Given request A:
In the forum thread on shop power, what two voltages is a 230-volt motor designed to run on?
Given request B:
From the forum thread on shop power, quote the part that opens with the words containing "Am excited about" and closes with "with specifics here.".

Quoted text:
The VFD should be fine with 208, read the instructions! 

Check the nameplate voltage on all of your 220 equipment, if it says 230 volt you are good to go. A 230 v motor is designed to operate on 208 or 240, just make sure theres no voltage drop. If you are actually getting much less than 208 the motors won't live very long. 
If you have 240v motors look into buck/boost transformers to bump the voltage up. 115-120 will still be the same on a 3 phase system.

Enjoy the new shop!!!


----------



## JimDawson

Charlieman22 said:


> Considering a rolling gantry crane - to allow bigger projects.


 Forklift!  First new tool I bought when I moved into my shop.

As far as power, it doesn't look like there has ever been 3 phase used in that shop.  No big deal, you just need to add the breaker and a drop where you want the power.  Due to the nature of the 120/208 system, you can pull both single phase and 3 phase from the panel very easy.  When I was thinking about repowering my shop with 3 phase, I took an inventory and realized that everything in there would be happy running on 208V.


----------



## Charlieman22

Had a small chuckle - you guys are as good at spending my money as I am!
Much appreciate the good words/encouragement.
Am excited about the space.

Kidding aside - a pallet jack or fork lift would be phenomenal tools.
I've eyed up a few close by shops that look like they have 'em...
May have to befriend.
Would be gold standard to have my own.

Extropic - will read through those threads for more good ideas.  Thank you.
Perhaps if I go whole hog on shop - will create my own shop thread.
Since current focus remains on power supply - will continue with specifics here.



Firstram said:


> The VFD should be fine with 208, read the instructions!


Busted - though in my defense - the instructions are written by non-English writers... Jim had experience with the brand - and helped direct prior set up for current 220 single phase conversion.  Are you thinking it might make mention of 208 input?

Material supplied:

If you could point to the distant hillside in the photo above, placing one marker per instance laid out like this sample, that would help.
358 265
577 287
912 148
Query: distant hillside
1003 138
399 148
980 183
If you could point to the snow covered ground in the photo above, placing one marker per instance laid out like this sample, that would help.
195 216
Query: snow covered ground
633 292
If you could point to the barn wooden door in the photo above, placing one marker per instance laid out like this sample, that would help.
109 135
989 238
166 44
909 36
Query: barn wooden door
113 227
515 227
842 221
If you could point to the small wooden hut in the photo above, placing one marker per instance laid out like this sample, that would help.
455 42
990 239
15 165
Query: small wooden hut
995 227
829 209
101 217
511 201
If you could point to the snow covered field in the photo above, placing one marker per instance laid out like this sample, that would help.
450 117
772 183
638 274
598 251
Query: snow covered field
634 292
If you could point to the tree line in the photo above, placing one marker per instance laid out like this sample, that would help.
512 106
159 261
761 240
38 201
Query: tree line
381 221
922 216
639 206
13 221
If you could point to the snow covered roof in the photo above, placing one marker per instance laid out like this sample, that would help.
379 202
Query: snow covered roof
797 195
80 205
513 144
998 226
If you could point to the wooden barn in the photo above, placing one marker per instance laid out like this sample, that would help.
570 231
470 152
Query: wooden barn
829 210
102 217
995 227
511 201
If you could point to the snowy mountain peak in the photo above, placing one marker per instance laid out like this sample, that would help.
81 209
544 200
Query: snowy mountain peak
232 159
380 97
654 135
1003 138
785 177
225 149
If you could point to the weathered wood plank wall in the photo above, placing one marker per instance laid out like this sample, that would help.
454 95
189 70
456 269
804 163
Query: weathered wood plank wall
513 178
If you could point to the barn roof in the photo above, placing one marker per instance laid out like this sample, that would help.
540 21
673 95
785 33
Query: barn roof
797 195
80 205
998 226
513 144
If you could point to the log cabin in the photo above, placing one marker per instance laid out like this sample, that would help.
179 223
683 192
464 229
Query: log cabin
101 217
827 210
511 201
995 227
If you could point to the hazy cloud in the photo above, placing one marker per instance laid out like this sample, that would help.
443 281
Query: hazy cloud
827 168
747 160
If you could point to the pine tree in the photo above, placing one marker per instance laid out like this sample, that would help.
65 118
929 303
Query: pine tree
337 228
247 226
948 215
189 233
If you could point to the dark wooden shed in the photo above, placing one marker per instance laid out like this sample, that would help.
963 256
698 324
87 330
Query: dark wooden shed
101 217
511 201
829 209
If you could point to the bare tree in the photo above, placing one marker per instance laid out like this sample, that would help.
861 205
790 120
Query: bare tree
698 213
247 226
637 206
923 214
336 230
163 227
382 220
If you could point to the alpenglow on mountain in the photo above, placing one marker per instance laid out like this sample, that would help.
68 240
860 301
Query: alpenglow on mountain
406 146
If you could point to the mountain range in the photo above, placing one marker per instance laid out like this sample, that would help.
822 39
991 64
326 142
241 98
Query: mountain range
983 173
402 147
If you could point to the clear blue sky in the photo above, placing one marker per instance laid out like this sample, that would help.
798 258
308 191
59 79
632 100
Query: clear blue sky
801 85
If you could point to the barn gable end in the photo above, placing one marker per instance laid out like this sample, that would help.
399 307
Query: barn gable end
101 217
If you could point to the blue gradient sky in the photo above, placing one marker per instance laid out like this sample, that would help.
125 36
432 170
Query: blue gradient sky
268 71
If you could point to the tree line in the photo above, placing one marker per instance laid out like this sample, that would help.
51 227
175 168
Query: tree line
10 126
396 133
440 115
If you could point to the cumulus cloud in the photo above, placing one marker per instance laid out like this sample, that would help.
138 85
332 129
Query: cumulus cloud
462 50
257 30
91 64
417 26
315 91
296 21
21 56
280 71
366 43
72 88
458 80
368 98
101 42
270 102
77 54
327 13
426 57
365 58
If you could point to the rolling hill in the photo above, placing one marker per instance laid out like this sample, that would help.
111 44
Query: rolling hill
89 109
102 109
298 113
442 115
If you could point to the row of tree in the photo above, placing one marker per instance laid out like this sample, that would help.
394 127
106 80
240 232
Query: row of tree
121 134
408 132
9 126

Correct response A:
208 or 240 volts.

Correct response B:
Am excited about the space.

Kidding aside - a pallet jack or fork lift would be phenomenal tools.
I've eyed up a few close by shops that look like they have 'em...
May have to befriend.
Would be gold standard to have my own.

Extropic - will read through those threads for more good ideas.  Thank you.
Perhaps if I go whole hog on shop - will create my own shop thread.
Since current focus remains on power supply - will continue with specifics here.